[RECORDS SUPPLIED Boundary: Start]

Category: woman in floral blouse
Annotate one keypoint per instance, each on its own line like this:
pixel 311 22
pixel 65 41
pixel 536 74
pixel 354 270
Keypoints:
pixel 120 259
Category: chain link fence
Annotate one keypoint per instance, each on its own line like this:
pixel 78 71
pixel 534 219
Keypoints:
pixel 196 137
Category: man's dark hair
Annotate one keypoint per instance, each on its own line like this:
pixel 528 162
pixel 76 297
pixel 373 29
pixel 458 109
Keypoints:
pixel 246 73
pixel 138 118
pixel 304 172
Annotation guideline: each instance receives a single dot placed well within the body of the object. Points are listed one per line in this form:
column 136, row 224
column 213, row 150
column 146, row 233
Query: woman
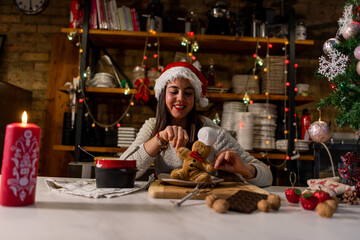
column 176, row 125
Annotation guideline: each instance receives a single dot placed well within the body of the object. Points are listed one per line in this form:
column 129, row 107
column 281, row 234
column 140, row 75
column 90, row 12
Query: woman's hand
column 175, row 135
column 230, row 161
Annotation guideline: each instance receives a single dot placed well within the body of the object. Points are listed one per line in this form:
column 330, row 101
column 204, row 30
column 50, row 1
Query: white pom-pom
column 203, row 102
column 207, row 135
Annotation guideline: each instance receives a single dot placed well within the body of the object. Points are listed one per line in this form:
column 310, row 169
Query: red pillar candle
column 20, row 163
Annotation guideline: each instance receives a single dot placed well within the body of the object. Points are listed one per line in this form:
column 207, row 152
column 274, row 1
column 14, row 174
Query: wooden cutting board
column 222, row 190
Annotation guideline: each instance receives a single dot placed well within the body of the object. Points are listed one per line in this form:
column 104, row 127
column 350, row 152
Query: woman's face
column 179, row 98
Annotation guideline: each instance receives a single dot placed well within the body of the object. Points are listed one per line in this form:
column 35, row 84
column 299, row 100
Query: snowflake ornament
column 334, row 67
column 345, row 19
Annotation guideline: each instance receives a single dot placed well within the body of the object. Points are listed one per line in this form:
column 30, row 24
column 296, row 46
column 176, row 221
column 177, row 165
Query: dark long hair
column 163, row 119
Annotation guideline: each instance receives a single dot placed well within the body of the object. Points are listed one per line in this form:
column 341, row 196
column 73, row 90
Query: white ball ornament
column 319, row 131
column 351, row 29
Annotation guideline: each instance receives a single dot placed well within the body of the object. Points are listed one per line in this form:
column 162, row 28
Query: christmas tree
column 341, row 66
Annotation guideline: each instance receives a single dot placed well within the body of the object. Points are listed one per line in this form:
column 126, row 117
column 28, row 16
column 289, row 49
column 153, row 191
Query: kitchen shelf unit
column 64, row 66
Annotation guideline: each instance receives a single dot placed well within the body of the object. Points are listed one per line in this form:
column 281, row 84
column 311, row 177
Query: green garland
column 346, row 87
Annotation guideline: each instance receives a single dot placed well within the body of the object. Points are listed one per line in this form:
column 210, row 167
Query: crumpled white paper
column 87, row 188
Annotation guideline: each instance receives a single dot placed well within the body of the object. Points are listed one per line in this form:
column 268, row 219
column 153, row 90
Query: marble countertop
column 138, row 216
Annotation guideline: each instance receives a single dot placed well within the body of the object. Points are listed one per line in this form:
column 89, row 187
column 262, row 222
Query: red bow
column 194, row 154
column 142, row 89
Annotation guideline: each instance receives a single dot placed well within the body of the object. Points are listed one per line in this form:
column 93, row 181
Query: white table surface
column 138, row 216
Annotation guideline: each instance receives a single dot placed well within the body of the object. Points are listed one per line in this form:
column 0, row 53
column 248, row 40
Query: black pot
column 115, row 177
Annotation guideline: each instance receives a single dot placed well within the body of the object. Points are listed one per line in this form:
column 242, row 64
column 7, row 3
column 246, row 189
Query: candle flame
column 24, row 118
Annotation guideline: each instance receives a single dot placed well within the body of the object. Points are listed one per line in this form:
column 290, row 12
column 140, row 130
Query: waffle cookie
column 245, row 201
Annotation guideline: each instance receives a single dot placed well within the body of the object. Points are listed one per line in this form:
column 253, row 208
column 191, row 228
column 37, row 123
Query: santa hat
column 183, row 70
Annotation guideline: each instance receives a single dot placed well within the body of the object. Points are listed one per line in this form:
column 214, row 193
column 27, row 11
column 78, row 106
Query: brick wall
column 24, row 60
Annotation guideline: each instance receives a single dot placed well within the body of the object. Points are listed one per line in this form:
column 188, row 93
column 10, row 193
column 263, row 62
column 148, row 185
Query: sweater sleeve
column 226, row 141
column 137, row 150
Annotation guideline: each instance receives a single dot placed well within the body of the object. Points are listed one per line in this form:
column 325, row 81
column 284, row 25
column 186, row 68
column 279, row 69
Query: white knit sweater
column 167, row 160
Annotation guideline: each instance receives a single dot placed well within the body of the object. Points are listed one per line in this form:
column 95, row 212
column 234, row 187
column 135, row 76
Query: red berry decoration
column 322, row 196
column 292, row 195
column 308, row 201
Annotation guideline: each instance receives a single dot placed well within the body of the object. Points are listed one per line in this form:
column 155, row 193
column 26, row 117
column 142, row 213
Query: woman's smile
column 179, row 98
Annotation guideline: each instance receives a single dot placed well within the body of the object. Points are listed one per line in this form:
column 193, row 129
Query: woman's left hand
column 230, row 161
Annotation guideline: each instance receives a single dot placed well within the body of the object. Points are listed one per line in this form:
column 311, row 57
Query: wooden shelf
column 279, row 156
column 171, row 41
column 215, row 97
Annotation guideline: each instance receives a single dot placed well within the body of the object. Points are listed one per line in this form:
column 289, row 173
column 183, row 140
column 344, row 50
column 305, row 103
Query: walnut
column 210, row 199
column 263, row 205
column 220, row 205
column 274, row 201
column 324, row 210
column 332, row 203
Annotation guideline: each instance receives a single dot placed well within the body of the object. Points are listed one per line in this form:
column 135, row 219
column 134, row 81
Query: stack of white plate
column 101, row 80
column 229, row 109
column 265, row 116
column 126, row 136
column 300, row 145
column 243, row 125
column 245, row 83
column 274, row 78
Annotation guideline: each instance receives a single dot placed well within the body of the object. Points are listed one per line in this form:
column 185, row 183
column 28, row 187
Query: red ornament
column 142, row 89
column 293, row 195
column 308, row 201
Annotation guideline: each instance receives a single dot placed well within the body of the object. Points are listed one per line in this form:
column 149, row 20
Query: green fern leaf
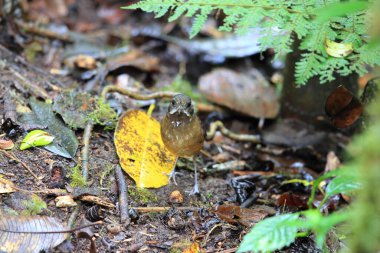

[RECORDS SUPPLIED Boundary: End]

▸ **EXERCISE DESCRIPTION**
Once the pictures are set aside, the remaining data must be transcribed exactly.

▸ **OUTPUT OF THE EXERCISE**
Category: woman in floral blouse
Annotate one keypoint per instance, each on its own line like this:
pixel 311 22
pixel 65 41
pixel 536 74
pixel 354 270
Keypoints:
pixel 120 259
Category: chain link fence
Annotate one keypoint per instance, each on its own line like this:
pixel 78 71
pixel 534 219
Keypoints:
pixel 196 137
Category: man's dark hair
Annotate one keypoint per instance, each on its own line like this:
pixel 528 162
pixel 76 297
pixel 373 29
pixel 458 109
Keypoints:
pixel 246 73
pixel 138 118
pixel 304 172
Annotation guideline: each instance receives a single dot placed well within the body of the object. Points are listed one per line in this form:
column 136, row 224
column 213, row 150
column 146, row 233
Query: woman
column 176, row 125
Annotation guideline: each instance receives a single dot placed well within the body of the object. Points are listed one per line in this form:
column 129, row 107
column 281, row 234
column 140, row 75
column 90, row 12
Query: woman's hand
column 175, row 135
column 230, row 161
Annotation guideline: each instance receives a single dot placed well within the body of the object. Points are listed one per line in this form:
column 330, row 101
column 204, row 30
column 50, row 1
Query: white pom-pom
column 203, row 102
column 207, row 135
Annotation guideline: each instance receives a single dot placed well within the body of the object. Points are listed one per line in this form:
column 310, row 169
Query: red pillar candle
column 20, row 163
Annotation guideline: each instance receives a single dot placed well within the body of the object. Points are listed one per line in this form:
column 207, row 152
column 274, row 1
column 14, row 174
Query: wooden cutting board
column 222, row 190
Annotation guideline: each instance receives a single dot placed well within the body of the object. Points are listed one per line in this form:
column 104, row 127
column 350, row 152
Query: woman's face
column 179, row 98
Annotation guideline: each instance receives a single dot placed well within the body of the object. Points are listed one per line in this form:
column 35, row 84
column 299, row 100
Query: snowflake ornament
column 334, row 67
column 345, row 19
Annotation guideline: each instance receives a single dot placed well within the body of the object. Points are listed one per line in this form:
column 30, row 24
column 296, row 46
column 176, row 221
column 177, row 165
Query: dark long hair
column 163, row 119
Annotation guideline: each instance receives a single dot placed well within the body of the object. Points are listed one per line in this form:
column 341, row 196
column 73, row 90
Query: white ball ornament
column 319, row 131
column 351, row 29
Annotation guideline: each instance receives a single dot placed well within the body of the object. Points are listed one per line in this form:
column 162, row 28
Query: christmas tree
column 341, row 66
Annotation guideline: each instance receives a single dot placed well within the body of the object. Points are listed one per line in this form:
column 126, row 117
column 28, row 16
column 289, row 49
column 153, row 191
Query: kitchen shelf unit
column 64, row 66
Annotation guideline: each instance receives a single dot placed well within the body of the object. Points are listed one per line in this form:
column 281, row 84
column 311, row 177
Query: green garland
column 346, row 87
Annotation guideline: each instance receives a single dot placed well within the body of the object. Points are listed one per line in this form:
column 210, row 167
Query: crumpled white paper
column 87, row 188
Annotation guideline: each instance receives a single dot placed well within the body of the object. Points are listed one per line in this form:
column 268, row 219
column 153, row 90
Query: marble countertop
column 138, row 216
Annotation guideline: each instance receives a single dot placed well within the body of the object. Points are listed one per line in this form:
column 89, row 187
column 262, row 222
Query: red bow
column 194, row 154
column 142, row 89
Annotation guideline: each instance receives a single dot placed well within the body of the object. Points are listed one per line in this form:
column 93, row 181
Query: white table surface
column 138, row 216
Annotation guideline: each instance receives a single dot placed well within the body of the object. Points are listed one per line in this form:
column 0, row 53
column 248, row 40
Query: black pot
column 115, row 177
Annotation guideline: each instance receives a single dot placed well within the body of the object. Points are listed one per line in this form:
column 242, row 64
column 7, row 3
column 246, row 189
Query: candle flame
column 24, row 118
Annotation guideline: each instance receives a single dot placed well within the body of the object. Points are listed one per line in this form:
column 290, row 12
column 140, row 130
Query: waffle cookie
column 245, row 201
Annotation guideline: each instance receives a single dot placed well within the body of the object. Points are listed one per line in this form:
column 253, row 208
column 191, row 228
column 37, row 123
Query: santa hat
column 183, row 70
Annotation guideline: each instance receives a single dot placed well within the body of the object. Points are listed one per line in this form:
column 214, row 193
column 27, row 11
column 78, row 106
Query: brick wall
column 24, row 60
Annotation guideline: each instance receives a single dot placed well within the body of the object. Points are listed one per line in this form:
column 188, row 93
column 10, row 193
column 263, row 62
column 148, row 185
Query: sweater sleeve
column 226, row 141
column 137, row 150
Annotation guideline: each instance receives a single dot placed well within the body of the object. Points are listed one per line in this form:
column 325, row 81
column 284, row 25
column 186, row 68
column 279, row 69
Query: white knit sweater
column 167, row 160
Annotation guideline: each instance receives a single dot placed well within the body of the object. Points are listed one per line in this form:
column 95, row 212
column 234, row 187
column 135, row 76
Query: red berry decoration
column 322, row 196
column 292, row 195
column 308, row 201
Annotation guideline: each instance receives a single dot placed well within the body of the object. Points are listed one per line in this form:
column 155, row 193
column 26, row 117
column 142, row 213
Query: woman's smile
column 179, row 98
Annotation guideline: each instance receives a single dot placed well within the body of the object. Points are listed one per line in this form:
column 193, row 129
Query: woman's left hand
column 230, row 161
Annotation guideline: each instance receives a single dot placed well within the body of the object. Points are listed one per line in this form:
column 311, row 57
Query: wooden shelf
column 279, row 156
column 171, row 41
column 215, row 97
Annotation guideline: each instance receives a single dot placed well within the body of the object. Points are listed one per line in this form:
column 289, row 173
column 183, row 140
column 344, row 50
column 305, row 103
Query: walnut
column 210, row 199
column 263, row 205
column 220, row 205
column 274, row 201
column 324, row 210
column 332, row 203
Annotation guideline: each instance receives a single dot placed well within the body of the object. Points are listed one per line in this form:
column 135, row 219
column 134, row 81
Query: stack of white plate
column 101, row 80
column 229, row 109
column 265, row 116
column 126, row 136
column 300, row 145
column 243, row 125
column 245, row 83
column 274, row 78
Annotation guideline: each instance receives a single dot placed well within the body of the object. Points are listed one per line in this form:
column 185, row 183
column 28, row 187
Query: red ornament
column 142, row 89
column 293, row 195
column 308, row 201
Annotation guideline: each instance receives a single dot placed well within the body of the object. Points are listed one per line in this form:
column 149, row 20
Query: green fern leaf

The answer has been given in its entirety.